◆ **EXERCISE 1**: Revise the grant article between "GRANT. Speech and" and "SEK 6.6 million.", inclusive, changing "postdoctoral researcher" to "associate professor".
◆ **EXERCISE 2**: According to the grant article, how much money is Malin Antonsson's project awarded?
◆ **EXERCISE 3**: List every neurological disease or condition that the grant article names as an example of one that can affect language and communication skills.

◆ **TEXT**:
▬▬▬

GRANT. Speech and language pathology research is often interdisciplinary, moving between medicine, language, and psychology. Malin Antonsson, speech and language pathologist and postdoctoral researcher at the Institute of Neuroscience and Physiology, was successful in her application to the Swedish Research Council’s call for proposals within humanities and social sciences. Her project is awarded SEK 6.6 million.
Word-finding difficulties or having trouble participating in conversations with more than one person is common for people affected by acquired brain injuries or neurological disorders. How are these language and communication difficulties experienced by the people affected? This is what speech and language pathologist Malin Antonsson and her research colleagues will find out. Among other things, they will examine how people’s own experiences of language and communication difficulties evolve over time.
Chronic difficulties affecting quality of life
Acquired brain injuries and neurological diseases are common and often affect both language and communication skills. Almost all neurological diseases and conditions (such as multiple sclerosis, stroke and Parkinson’s disease, as well as brain tumors), can have an impact on language and communication skills. This can include the occasional word-finding difficulties or trouble participating in conversations , which can cause great frustration for the individual affected and may lead to social limitations.

▬▬▬

◆ **EXTRACTED RECORDS**:
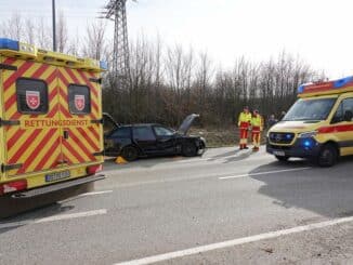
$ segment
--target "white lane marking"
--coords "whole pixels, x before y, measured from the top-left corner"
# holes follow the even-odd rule
[[[303,170],[310,170],[312,168],[297,168],[297,169],[288,169],[288,170],[274,170],[274,171],[267,171],[267,172],[259,172],[259,173],[250,173],[250,174],[243,174],[243,175],[232,175],[232,176],[221,176],[219,180],[231,180],[231,178],[239,178],[239,177],[246,177],[246,176],[256,176],[256,175],[270,175],[270,174],[277,174],[277,173],[285,173],[285,172],[293,172],[293,171],[303,171]]]
[[[13,223],[0,223],[0,229],[12,228],[12,227],[17,227],[17,226],[23,226],[23,225],[56,222],[56,221],[63,221],[63,220],[89,217],[89,216],[94,216],[94,215],[103,215],[106,213],[107,213],[106,209],[100,209],[100,210],[94,210],[94,211],[89,211],[89,212],[58,214],[58,215],[44,217],[44,218],[38,218],[38,220],[19,221],[19,222],[13,222]]]
[[[58,201],[58,203],[66,203],[66,202],[76,200],[76,199],[81,198],[81,197],[95,196],[95,195],[105,195],[105,194],[110,194],[110,193],[113,193],[113,190],[102,190],[102,191],[93,191],[93,193],[81,194],[81,195],[78,195],[78,196],[75,196],[75,197],[67,198],[65,200],[61,200],[61,201]]]
[[[128,262],[122,262],[122,263],[116,263],[115,265],[145,265],[145,264],[153,264],[153,263],[157,263],[157,262],[170,261],[170,260],[178,259],[178,257],[200,254],[200,253],[205,253],[205,252],[208,252],[208,251],[213,251],[213,250],[240,246],[240,244],[245,244],[245,243],[251,243],[251,242],[261,241],[261,240],[278,238],[280,236],[288,236],[288,235],[291,235],[291,234],[310,231],[310,230],[314,230],[314,229],[325,228],[325,227],[339,225],[339,224],[344,224],[344,223],[350,223],[350,222],[353,222],[353,216],[330,220],[330,221],[316,223],[316,224],[297,226],[297,227],[289,228],[289,229],[269,231],[269,233],[264,233],[264,234],[260,234],[260,235],[256,235],[256,236],[237,238],[237,239],[223,241],[223,242],[218,242],[218,243],[205,244],[205,246],[200,246],[200,247],[197,247],[197,248],[185,249],[185,250],[175,251],[175,252],[169,252],[169,253],[165,253],[165,254],[160,254],[160,255],[143,257],[143,259],[140,259],[140,260],[133,260],[133,261],[128,261]]]
[[[87,197],[87,196],[94,196],[94,195],[104,195],[104,194],[112,194],[112,193],[113,193],[113,190],[93,191],[93,193],[81,194],[78,197]]]

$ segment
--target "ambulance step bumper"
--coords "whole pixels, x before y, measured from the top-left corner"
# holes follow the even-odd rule
[[[61,190],[61,189],[70,188],[70,187],[75,187],[75,186],[78,186],[78,185],[101,181],[101,180],[104,180],[104,178],[105,178],[104,175],[91,175],[91,176],[87,176],[87,177],[80,177],[80,178],[74,180],[74,181],[56,183],[55,185],[45,186],[45,187],[41,187],[41,188],[31,189],[31,190],[28,190],[28,191],[14,194],[12,196],[12,198],[14,198],[14,199],[34,198],[34,197],[37,197],[37,196],[40,196],[40,195],[54,193],[54,191],[57,191],[57,190]]]

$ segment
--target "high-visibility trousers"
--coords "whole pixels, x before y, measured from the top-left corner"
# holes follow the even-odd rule
[[[246,148],[248,145],[248,130],[249,130],[249,123],[240,122],[240,142],[239,142],[240,149]]]
[[[254,149],[259,149],[261,145],[261,130],[260,127],[252,127],[251,131],[252,144]]]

▬▬▬

◆ **YOUR SOLUTION 1**:
GRANT. Speech and language pathology research is often interdisciplinary, moving between medicine, language, and psychology. Malin Antonsson, speech and language pathologist and associate professor at the Institute of Neuroscience and Physiology, was successful in her application to the Swedish Research Council’s call for proposals within humanities and social sciences. Her project is awarded SEK 6.6 million.

◆ **YOUR SOLUTION 2**: SEK 6.6 million.

◆ **YOUR SOLUTION 3**: multiple sclerosis, stroke, Parkinson's disease, brain tumors